→ **Set task**
Render the rows below as a numbered list and skip any blank lines. Leave the pictures out of your answer.

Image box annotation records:
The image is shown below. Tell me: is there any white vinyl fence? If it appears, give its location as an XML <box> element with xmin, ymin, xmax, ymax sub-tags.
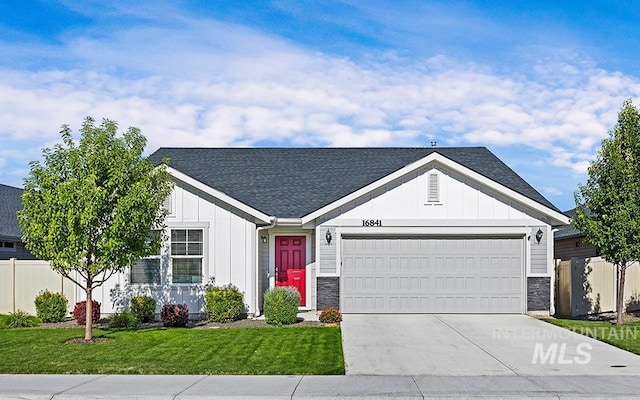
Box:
<box><xmin>0</xmin><ymin>258</ymin><xmax>76</xmax><ymax>315</ymax></box>
<box><xmin>0</xmin><ymin>258</ymin><xmax>205</xmax><ymax>319</ymax></box>
<box><xmin>555</xmin><ymin>257</ymin><xmax>640</xmax><ymax>317</ymax></box>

→ **Response to this task**
1. The image is shown below. Tell me: is there any white vinyl fence? If it appears, give its location as an XML <box> element with xmin, ymin, xmax, ymax sub-tags.
2. Box:
3. <box><xmin>0</xmin><ymin>258</ymin><xmax>76</xmax><ymax>315</ymax></box>
4. <box><xmin>0</xmin><ymin>258</ymin><xmax>205</xmax><ymax>319</ymax></box>
5. <box><xmin>555</xmin><ymin>257</ymin><xmax>640</xmax><ymax>317</ymax></box>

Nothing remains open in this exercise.